» **Work order**
Each line in the data holding "flower" should be listed.
[[ Data, beginning ]]
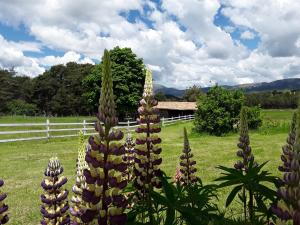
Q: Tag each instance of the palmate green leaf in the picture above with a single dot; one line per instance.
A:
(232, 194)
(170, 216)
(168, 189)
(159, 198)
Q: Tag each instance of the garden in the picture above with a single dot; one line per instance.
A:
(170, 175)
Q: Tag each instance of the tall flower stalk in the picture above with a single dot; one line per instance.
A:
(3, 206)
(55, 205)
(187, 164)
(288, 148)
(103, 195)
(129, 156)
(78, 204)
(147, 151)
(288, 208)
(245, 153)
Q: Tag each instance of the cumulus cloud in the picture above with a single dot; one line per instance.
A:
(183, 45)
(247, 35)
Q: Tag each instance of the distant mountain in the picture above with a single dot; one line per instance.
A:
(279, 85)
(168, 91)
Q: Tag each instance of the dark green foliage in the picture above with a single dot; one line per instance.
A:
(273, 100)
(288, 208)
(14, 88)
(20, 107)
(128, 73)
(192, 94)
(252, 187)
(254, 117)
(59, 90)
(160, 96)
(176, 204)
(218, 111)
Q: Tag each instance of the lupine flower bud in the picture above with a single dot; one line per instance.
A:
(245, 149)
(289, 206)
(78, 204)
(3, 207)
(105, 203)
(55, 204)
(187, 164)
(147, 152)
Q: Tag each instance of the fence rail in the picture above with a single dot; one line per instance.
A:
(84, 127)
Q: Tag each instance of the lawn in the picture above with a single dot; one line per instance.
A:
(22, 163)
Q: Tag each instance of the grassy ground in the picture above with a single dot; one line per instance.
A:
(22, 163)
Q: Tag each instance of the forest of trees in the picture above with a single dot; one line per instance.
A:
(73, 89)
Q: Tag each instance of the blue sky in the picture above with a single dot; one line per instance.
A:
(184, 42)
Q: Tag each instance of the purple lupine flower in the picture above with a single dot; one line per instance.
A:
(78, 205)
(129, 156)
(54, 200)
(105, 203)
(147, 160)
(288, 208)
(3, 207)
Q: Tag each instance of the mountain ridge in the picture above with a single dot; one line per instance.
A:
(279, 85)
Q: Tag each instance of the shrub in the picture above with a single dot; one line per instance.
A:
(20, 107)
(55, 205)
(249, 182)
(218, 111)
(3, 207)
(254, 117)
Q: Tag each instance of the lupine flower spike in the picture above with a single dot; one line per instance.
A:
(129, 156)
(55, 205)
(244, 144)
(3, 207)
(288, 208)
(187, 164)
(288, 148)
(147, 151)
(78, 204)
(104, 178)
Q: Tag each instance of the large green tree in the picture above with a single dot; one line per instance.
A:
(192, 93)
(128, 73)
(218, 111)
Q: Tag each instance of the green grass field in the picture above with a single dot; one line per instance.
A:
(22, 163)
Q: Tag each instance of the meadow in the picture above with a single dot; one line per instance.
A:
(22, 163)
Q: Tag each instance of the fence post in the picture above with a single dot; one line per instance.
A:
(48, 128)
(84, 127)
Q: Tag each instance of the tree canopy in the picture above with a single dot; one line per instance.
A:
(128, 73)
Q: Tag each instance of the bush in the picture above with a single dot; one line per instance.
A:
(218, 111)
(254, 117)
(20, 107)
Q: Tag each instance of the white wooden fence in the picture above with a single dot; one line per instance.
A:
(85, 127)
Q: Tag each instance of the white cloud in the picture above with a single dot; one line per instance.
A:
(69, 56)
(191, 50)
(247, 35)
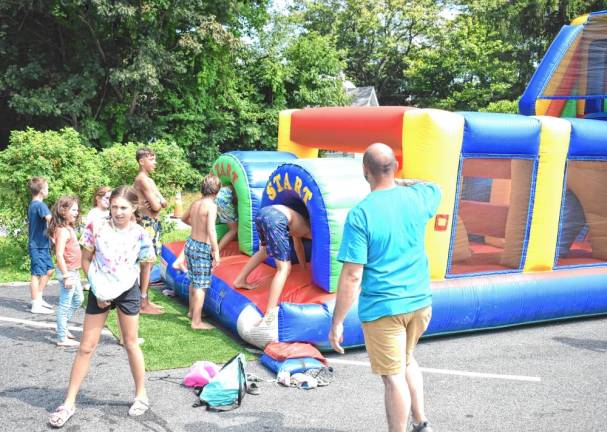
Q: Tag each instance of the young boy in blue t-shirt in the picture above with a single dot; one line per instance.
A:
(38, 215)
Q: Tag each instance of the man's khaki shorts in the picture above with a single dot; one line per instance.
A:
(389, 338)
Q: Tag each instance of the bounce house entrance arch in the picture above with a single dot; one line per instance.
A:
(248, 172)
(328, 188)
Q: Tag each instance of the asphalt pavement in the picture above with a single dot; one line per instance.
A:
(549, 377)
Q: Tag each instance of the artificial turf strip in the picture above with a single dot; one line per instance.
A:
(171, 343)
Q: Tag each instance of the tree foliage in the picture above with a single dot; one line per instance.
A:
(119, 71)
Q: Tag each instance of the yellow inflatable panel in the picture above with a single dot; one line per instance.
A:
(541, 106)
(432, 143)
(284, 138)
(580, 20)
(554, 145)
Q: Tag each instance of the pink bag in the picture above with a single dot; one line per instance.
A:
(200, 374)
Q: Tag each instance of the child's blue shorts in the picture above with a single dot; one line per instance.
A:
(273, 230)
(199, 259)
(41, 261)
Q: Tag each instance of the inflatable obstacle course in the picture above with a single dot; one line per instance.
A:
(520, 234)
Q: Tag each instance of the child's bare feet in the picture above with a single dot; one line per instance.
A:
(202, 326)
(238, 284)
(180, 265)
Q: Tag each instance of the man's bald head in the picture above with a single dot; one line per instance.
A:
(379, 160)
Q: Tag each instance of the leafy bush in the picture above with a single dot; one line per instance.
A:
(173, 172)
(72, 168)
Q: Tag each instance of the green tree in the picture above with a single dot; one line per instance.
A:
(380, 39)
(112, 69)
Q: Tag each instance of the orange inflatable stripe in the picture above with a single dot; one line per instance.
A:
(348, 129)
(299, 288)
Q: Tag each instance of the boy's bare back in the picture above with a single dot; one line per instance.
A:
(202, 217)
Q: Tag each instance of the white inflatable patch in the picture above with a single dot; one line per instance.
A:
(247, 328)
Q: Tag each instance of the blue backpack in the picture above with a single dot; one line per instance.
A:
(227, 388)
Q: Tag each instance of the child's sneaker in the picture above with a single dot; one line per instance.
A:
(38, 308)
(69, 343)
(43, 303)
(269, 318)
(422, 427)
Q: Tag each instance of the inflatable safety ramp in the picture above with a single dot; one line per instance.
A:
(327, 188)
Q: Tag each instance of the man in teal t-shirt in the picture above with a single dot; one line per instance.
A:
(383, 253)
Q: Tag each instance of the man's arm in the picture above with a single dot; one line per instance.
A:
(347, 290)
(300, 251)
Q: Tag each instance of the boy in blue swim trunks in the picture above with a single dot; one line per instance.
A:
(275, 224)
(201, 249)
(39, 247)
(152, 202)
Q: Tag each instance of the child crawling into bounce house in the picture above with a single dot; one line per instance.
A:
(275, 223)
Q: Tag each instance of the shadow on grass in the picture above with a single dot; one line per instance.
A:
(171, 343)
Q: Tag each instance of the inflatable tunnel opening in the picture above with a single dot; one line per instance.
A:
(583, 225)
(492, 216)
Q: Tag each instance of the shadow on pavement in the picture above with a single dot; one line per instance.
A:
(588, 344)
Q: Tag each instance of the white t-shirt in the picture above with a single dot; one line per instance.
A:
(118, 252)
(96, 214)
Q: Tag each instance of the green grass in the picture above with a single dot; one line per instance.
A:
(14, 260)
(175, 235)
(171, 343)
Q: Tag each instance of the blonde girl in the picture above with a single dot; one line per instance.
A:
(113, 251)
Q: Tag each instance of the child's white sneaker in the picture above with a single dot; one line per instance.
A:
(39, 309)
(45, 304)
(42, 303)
[[ Data, end ]]
[[ Data, beginning ]]
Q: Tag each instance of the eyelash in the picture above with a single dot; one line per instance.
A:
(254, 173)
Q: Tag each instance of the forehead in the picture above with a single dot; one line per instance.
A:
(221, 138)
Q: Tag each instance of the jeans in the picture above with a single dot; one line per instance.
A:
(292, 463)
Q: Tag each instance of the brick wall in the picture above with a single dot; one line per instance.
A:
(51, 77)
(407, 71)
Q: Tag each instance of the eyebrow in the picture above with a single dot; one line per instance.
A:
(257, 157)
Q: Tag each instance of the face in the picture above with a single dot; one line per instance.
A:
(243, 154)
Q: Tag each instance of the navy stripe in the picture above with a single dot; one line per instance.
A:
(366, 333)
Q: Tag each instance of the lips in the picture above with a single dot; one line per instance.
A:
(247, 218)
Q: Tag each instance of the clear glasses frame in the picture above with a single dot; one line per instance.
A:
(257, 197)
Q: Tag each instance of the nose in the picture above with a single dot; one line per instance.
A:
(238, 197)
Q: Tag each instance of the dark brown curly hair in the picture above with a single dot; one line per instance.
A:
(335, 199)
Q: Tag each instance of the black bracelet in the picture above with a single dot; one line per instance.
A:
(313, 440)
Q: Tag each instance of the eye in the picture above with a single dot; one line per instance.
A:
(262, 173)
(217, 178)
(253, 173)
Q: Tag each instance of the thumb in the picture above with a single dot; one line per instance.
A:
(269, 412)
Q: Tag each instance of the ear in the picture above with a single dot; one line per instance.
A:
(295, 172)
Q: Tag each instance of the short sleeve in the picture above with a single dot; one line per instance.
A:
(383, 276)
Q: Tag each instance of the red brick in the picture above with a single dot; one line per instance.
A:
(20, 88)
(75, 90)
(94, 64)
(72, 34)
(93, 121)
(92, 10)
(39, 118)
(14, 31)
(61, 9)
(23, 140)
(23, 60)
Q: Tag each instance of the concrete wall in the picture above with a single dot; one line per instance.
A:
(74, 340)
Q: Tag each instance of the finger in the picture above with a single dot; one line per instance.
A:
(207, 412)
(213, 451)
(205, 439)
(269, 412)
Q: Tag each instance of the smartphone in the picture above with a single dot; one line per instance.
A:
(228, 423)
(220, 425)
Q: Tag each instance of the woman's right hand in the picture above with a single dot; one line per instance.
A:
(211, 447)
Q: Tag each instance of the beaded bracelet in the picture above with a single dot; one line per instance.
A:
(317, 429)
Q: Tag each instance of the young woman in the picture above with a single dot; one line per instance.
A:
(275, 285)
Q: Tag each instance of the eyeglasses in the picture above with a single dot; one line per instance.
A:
[[ Data, end ]]
[[ Data, beginning ]]
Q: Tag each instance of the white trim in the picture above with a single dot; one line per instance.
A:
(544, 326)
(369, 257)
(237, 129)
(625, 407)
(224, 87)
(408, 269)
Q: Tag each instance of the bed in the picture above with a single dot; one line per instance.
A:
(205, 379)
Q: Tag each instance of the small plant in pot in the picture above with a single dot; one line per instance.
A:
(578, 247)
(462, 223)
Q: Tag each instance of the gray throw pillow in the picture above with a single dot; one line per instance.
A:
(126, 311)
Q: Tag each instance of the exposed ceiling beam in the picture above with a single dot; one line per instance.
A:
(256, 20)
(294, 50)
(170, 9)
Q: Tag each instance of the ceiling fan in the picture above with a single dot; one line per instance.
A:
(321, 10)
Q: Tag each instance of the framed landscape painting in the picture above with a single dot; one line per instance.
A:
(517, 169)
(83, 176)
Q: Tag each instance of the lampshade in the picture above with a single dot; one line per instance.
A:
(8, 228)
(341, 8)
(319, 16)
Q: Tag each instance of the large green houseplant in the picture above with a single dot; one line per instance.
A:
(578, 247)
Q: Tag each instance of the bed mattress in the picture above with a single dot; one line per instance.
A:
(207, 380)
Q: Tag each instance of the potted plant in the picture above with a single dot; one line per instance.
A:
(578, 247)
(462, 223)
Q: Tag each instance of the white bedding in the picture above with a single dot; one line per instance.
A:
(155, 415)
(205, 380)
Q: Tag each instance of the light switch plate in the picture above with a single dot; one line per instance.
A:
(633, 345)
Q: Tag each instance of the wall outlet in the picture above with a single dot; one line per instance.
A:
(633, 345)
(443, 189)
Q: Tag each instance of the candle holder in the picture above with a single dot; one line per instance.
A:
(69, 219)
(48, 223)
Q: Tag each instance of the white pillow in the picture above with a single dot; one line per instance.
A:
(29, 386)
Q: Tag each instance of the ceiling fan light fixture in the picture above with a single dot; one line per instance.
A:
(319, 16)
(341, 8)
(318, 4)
[[ Data, end ]]
» **Task output**
Q: Tag each instance of the tall flower stalk in the picture above with a single dot; one line per instance.
Q: Tag each instance of the lupine flower bud in the picture above with a single dot; one line per instance.
Q: Tag each instance of the purple lupine flower in the picture above with a single dot; one line per instance.
Q: Tag each instance of the lupine flower spike in the picture above with a single dot; one line per instance.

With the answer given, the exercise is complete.